◆ Dataset entries:
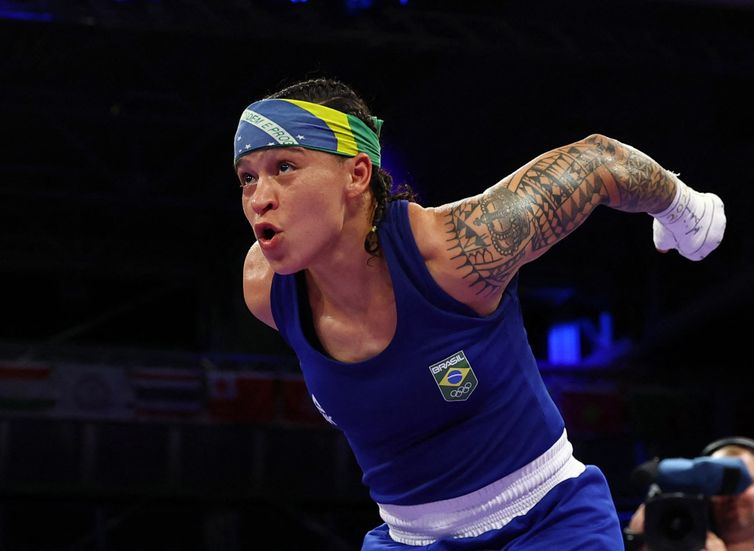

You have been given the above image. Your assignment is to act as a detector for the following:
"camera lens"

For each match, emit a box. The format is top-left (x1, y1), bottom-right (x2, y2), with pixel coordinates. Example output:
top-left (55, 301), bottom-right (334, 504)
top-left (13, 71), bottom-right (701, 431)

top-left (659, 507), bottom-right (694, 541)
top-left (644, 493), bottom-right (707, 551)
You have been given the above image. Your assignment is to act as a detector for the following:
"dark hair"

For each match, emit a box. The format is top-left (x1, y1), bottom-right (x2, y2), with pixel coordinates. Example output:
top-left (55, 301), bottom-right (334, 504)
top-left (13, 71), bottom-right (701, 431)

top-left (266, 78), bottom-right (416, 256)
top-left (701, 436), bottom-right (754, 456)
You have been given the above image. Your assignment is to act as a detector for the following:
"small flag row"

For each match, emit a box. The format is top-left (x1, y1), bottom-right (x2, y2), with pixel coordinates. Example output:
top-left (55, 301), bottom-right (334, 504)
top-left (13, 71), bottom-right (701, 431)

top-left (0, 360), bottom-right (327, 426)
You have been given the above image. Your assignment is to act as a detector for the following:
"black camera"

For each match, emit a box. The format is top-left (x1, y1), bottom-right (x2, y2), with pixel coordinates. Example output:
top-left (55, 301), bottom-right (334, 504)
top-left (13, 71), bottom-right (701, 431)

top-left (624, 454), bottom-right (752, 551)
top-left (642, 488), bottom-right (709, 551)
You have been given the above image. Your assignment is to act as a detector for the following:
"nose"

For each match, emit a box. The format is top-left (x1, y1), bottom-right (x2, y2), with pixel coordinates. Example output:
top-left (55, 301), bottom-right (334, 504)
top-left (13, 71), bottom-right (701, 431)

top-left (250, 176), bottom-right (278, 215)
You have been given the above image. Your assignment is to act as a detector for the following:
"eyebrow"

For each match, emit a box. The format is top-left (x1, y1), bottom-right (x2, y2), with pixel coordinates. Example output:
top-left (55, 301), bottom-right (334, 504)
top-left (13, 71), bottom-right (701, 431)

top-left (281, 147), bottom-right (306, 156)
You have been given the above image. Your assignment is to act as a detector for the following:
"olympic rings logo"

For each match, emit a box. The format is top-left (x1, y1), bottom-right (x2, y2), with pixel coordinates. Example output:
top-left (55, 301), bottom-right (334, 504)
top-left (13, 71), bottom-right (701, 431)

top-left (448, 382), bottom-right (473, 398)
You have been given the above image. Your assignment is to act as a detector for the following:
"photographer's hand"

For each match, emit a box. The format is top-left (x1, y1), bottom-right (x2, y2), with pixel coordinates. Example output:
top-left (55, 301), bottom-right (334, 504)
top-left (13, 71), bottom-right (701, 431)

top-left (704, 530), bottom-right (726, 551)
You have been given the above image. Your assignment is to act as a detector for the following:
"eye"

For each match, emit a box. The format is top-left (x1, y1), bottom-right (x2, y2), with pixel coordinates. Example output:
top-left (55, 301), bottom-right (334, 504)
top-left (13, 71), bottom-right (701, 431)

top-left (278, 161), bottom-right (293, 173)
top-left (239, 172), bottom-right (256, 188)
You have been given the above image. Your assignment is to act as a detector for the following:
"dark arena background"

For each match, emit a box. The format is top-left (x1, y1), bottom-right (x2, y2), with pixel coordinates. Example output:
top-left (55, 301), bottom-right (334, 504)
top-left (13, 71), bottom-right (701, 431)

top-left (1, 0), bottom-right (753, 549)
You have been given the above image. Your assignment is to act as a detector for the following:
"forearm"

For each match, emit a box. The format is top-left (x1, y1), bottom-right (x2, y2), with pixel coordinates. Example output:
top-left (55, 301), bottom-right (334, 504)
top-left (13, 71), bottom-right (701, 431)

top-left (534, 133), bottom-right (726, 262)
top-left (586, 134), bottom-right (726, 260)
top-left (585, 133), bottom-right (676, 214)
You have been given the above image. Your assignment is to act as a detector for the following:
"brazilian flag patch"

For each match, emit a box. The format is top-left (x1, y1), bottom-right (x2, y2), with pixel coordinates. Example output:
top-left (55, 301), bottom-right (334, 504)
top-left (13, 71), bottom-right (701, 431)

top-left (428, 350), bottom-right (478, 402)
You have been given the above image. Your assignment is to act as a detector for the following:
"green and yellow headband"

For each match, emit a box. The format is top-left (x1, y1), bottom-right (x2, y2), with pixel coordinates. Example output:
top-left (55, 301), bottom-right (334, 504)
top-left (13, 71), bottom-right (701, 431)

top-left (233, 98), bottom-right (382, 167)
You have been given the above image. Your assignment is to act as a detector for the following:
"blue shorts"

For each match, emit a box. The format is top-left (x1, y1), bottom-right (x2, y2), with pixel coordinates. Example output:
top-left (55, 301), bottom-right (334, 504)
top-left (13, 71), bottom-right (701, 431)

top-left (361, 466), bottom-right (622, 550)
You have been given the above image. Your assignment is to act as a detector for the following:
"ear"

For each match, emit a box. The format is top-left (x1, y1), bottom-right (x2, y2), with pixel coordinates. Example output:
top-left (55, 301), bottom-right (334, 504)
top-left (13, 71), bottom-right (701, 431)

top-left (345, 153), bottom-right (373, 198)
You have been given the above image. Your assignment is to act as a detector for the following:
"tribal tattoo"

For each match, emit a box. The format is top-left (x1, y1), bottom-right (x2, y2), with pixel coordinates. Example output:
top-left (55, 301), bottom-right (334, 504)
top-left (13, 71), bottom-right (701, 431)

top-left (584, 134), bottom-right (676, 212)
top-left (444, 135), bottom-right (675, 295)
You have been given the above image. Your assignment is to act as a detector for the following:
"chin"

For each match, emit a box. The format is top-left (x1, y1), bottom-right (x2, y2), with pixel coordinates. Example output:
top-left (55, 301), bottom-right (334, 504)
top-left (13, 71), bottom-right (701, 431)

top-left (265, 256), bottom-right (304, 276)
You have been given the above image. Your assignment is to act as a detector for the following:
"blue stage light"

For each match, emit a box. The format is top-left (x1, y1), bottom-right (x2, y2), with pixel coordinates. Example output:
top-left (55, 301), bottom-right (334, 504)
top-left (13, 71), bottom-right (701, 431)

◆ What is required: Should any entry above carry a picture, omit it and repeat everything else word for word.

◆ Answer area:
You have been given the above image. Your assignment is to act as a detector for the following:
"camera lens"

For each match, emit a box. The format is top-left (x1, y1), bottom-right (x2, y2), with pixel coordinates. Example output:
top-left (55, 301), bottom-right (334, 504)
top-left (13, 71), bottom-right (701, 431)

top-left (659, 507), bottom-right (694, 541)
top-left (644, 493), bottom-right (707, 551)
You have been given the above image. Your assignment is to act as a detector for the following:
"dark hair"

For each match, emit a box. The format is top-left (x1, y1), bottom-right (x2, y2), with pixel coordinates. Example output:
top-left (55, 301), bottom-right (334, 504)
top-left (13, 71), bottom-right (701, 431)

top-left (266, 78), bottom-right (416, 256)
top-left (701, 436), bottom-right (754, 456)
You have been given the above image. Your assignment is to act as a detector for the following:
"small flag row"

For each match, emit a box. The format is top-left (x1, y1), bottom-right (x2, y2), with pixel coordinates. Example output:
top-left (55, 301), bottom-right (334, 504)
top-left (13, 71), bottom-right (701, 431)

top-left (0, 360), bottom-right (327, 426)
You have been given the above image. Your assignment is to act as a detector for the following:
"black camera"

For each match, emit a box. The format is top-left (x1, y1), bottom-right (x2, y2), with pixel coordinates. Example output:
top-left (55, 301), bottom-right (334, 504)
top-left (13, 71), bottom-right (701, 431)

top-left (624, 454), bottom-right (752, 551)
top-left (642, 488), bottom-right (709, 551)
You have been given the above image. Your assignment is to act as a detector for the following:
"nose"

For each match, emit a box. The format is top-left (x1, y1), bottom-right (x2, y2), with pixel coordinates. Example output:
top-left (55, 301), bottom-right (334, 504)
top-left (13, 71), bottom-right (701, 431)

top-left (250, 176), bottom-right (278, 215)
You have been given the above image. Your assignment is to act as a detector for the following:
"eyebrow"

For each match, emit a box. The format is top-left (x1, y1), bottom-right (x2, y2), with pixel coordinates. Example output:
top-left (55, 301), bottom-right (334, 504)
top-left (13, 71), bottom-right (701, 431)

top-left (281, 147), bottom-right (306, 156)
You have been given the above image. Your assignment is to act as a detector for the following:
"olympic rings logo"

For each match, emit a box. The format is top-left (x1, y1), bottom-right (x2, y2), with pixel coordinates. Example output:
top-left (55, 301), bottom-right (334, 504)
top-left (13, 71), bottom-right (701, 431)

top-left (448, 382), bottom-right (473, 398)
You have been given the above image. Your assignment is to act as a detector for the following:
"photographer's hand"

For each match, emit a box. The format is top-left (x1, y1), bottom-right (x2, y2), with pixel coordinates. Example output:
top-left (55, 301), bottom-right (334, 504)
top-left (13, 71), bottom-right (701, 431)

top-left (704, 530), bottom-right (726, 551)
You have been given the above image. Your assignment is to act as a detector for the following:
"eye"

For each match, emit a box. The format is top-left (x1, y1), bottom-right (x2, y2), with pixel coordinates. Example output:
top-left (55, 301), bottom-right (334, 504)
top-left (13, 71), bottom-right (701, 431)

top-left (278, 161), bottom-right (293, 173)
top-left (239, 172), bottom-right (256, 188)
You have been given the above image. Your assignment is to act as a detector for the following:
"dark arena background"

For each match, emit a box. The format is top-left (x1, y1), bottom-right (x2, y2), with pixel coordinates. Example output:
top-left (55, 301), bottom-right (334, 504)
top-left (13, 71), bottom-right (701, 431)

top-left (1, 0), bottom-right (753, 549)
You have been given the above image. Your assignment is to act as a detector for the following:
"forearm"

For each match, emit a box. The format is top-left (x1, y1), bottom-right (x2, y2), with pixel coordinates. Example output:
top-left (55, 301), bottom-right (334, 504)
top-left (13, 71), bottom-right (701, 431)

top-left (534, 133), bottom-right (726, 262)
top-left (586, 134), bottom-right (726, 260)
top-left (585, 133), bottom-right (676, 214)
You have been given the above image. Your assignment is to act as a detector for the following:
"brazilian flag patch"

For each match, emit a box. The format is top-left (x1, y1), bottom-right (x2, y2), with pixel coordinates. Example output:
top-left (55, 301), bottom-right (334, 504)
top-left (13, 71), bottom-right (701, 431)

top-left (428, 350), bottom-right (478, 402)
You have been given the above image. Your assignment is to act as a detector for the following:
"green and yellow headband"

For each match, emit a box. The format is top-left (x1, y1), bottom-right (x2, y2), with pixel coordinates. Example output:
top-left (55, 301), bottom-right (334, 504)
top-left (13, 71), bottom-right (701, 431)

top-left (233, 98), bottom-right (382, 167)
You have been given the above image. Your assignment is to act as a detector for the following:
"blue shorts"

For each match, emit a box. The format is top-left (x1, y1), bottom-right (x2, y2), with pixel coordinates. Example output:
top-left (55, 301), bottom-right (334, 504)
top-left (13, 71), bottom-right (701, 431)

top-left (361, 466), bottom-right (622, 550)
You have been given the above image. Your assignment is to act as a detector for the following:
"ear"

For each match, emit a box. The format is top-left (x1, y1), bottom-right (x2, y2), with pixel coordinates. Example output:
top-left (55, 301), bottom-right (334, 504)
top-left (13, 71), bottom-right (701, 431)

top-left (345, 153), bottom-right (373, 198)
You have been given the above image. Your assignment is to act as a detector for the following:
"tribal tattoo"

For each match, emit a box. The format is top-left (x1, y1), bottom-right (x2, y2), with pixel coordinates. Example output:
top-left (55, 301), bottom-right (334, 504)
top-left (13, 71), bottom-right (701, 431)

top-left (584, 134), bottom-right (676, 212)
top-left (444, 135), bottom-right (675, 295)
You have been given the above image. Your assignment is to act as a detector for the following:
"chin"

For each match, emit a box. The format is top-left (x1, y1), bottom-right (x2, y2), with pixel coordinates. Example output:
top-left (55, 301), bottom-right (334, 504)
top-left (13, 71), bottom-right (701, 431)

top-left (265, 256), bottom-right (304, 276)
You have been given the above image. Your assignment is to act as a detector for the following:
"blue stage light"

For each match, emit a box. The format is top-left (x1, y1), bottom-right (x2, y2), with pixel coordinates. Example output:
top-left (55, 301), bottom-right (334, 504)
top-left (13, 71), bottom-right (701, 431)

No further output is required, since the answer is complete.